§ WHAT IS NEEDED:
Taking the line that contains "positive clicks: (549, 498)" as the first, copy exactly every line through the last line of the records, and nothing else.

** Opening TASK INPUT block **

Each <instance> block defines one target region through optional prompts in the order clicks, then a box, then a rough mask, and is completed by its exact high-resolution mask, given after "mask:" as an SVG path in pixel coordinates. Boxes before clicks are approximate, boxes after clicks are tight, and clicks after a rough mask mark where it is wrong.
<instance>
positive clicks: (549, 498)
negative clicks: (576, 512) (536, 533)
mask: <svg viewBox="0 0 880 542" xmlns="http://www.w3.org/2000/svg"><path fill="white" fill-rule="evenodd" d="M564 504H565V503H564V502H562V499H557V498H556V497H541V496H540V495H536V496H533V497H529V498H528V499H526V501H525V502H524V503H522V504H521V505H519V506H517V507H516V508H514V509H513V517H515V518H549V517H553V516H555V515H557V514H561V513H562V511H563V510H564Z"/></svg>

** Closing TASK INPUT block **

§ RESPONSE TO THE TASK:
positive clicks: (549, 498)
negative clicks: (576, 512) (536, 533)
mask: <svg viewBox="0 0 880 542" xmlns="http://www.w3.org/2000/svg"><path fill="white" fill-rule="evenodd" d="M564 504H565V503H564V502H562V499H557V498H556V497H541V496H540V495H536V496H533V497H529V498H528V499H526V501H525V502H524V503H522V504H521V505H519V506H517V507H516V508H514V509H513V517H515V518H549V517H553V516H555V515H557V514H561V513H562V511H563V510H564Z"/></svg>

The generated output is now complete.